> [Exercise task]
Repeat all of the data below word for word, leaving out the pictures.

> [Records supplied]
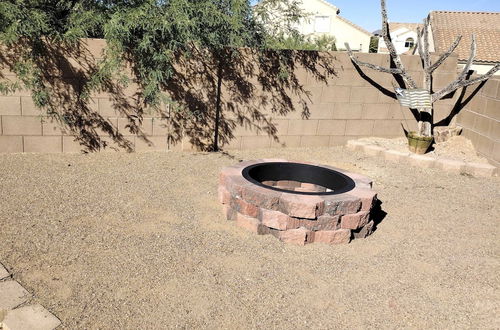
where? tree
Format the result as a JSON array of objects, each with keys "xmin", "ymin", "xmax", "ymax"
[
  {"xmin": 346, "ymin": 0, "xmax": 500, "ymax": 137},
  {"xmin": 0, "ymin": 0, "xmax": 331, "ymax": 151},
  {"xmin": 369, "ymin": 36, "xmax": 379, "ymax": 53}
]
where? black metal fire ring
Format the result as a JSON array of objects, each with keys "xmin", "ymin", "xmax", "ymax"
[{"xmin": 242, "ymin": 162, "xmax": 356, "ymax": 195}]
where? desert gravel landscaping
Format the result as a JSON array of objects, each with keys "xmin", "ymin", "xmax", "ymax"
[{"xmin": 0, "ymin": 147, "xmax": 500, "ymax": 329}]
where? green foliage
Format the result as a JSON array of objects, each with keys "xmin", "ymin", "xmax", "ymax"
[
  {"xmin": 0, "ymin": 0, "xmax": 335, "ymax": 151},
  {"xmin": 368, "ymin": 36, "xmax": 379, "ymax": 53}
]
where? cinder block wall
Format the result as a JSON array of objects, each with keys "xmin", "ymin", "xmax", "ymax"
[
  {"xmin": 0, "ymin": 39, "xmax": 470, "ymax": 152},
  {"xmin": 457, "ymin": 78, "xmax": 500, "ymax": 167}
]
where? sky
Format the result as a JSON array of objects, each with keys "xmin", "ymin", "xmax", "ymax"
[{"xmin": 324, "ymin": 0, "xmax": 500, "ymax": 32}]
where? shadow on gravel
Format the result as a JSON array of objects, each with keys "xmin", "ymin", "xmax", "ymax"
[{"xmin": 371, "ymin": 200, "xmax": 387, "ymax": 232}]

> [Completed exercise]
where? tree
Format the result as a JSON array of objects, each with keys "xmin", "ymin", "xmax", "ymax"
[
  {"xmin": 346, "ymin": 0, "xmax": 500, "ymax": 137},
  {"xmin": 0, "ymin": 0, "xmax": 331, "ymax": 151},
  {"xmin": 369, "ymin": 36, "xmax": 379, "ymax": 53}
]
where? black metal fire ring
Format the result as a JSON array of objects, each with keys "xmin", "ymin", "xmax", "ymax"
[{"xmin": 242, "ymin": 162, "xmax": 356, "ymax": 195}]
where? desert gravel landscaping
Format the result as a JSON array of objects, each with keys "xmin", "ymin", "xmax", "ymax"
[{"xmin": 0, "ymin": 147, "xmax": 500, "ymax": 329}]
where? green foliage
Format the result as a JSON array of objects, each with keys "xmin", "ymin", "xmax", "ymax"
[
  {"xmin": 0, "ymin": 0, "xmax": 335, "ymax": 151},
  {"xmin": 368, "ymin": 36, "xmax": 379, "ymax": 53}
]
where? cinder block wall
Format the result as a JSON array of objects, each with keys "xmin", "ymin", "xmax", "ymax"
[
  {"xmin": 0, "ymin": 39, "xmax": 470, "ymax": 152},
  {"xmin": 457, "ymin": 78, "xmax": 500, "ymax": 167}
]
where? sky
Format the result as a JSON array of objects, each with keys "xmin", "ymin", "xmax", "ymax"
[{"xmin": 324, "ymin": 0, "xmax": 500, "ymax": 32}]
where? shadow on gravel
Format the result as a JSON array of objects, each with keys "xmin", "ymin", "xmax", "ymax"
[{"xmin": 371, "ymin": 200, "xmax": 387, "ymax": 232}]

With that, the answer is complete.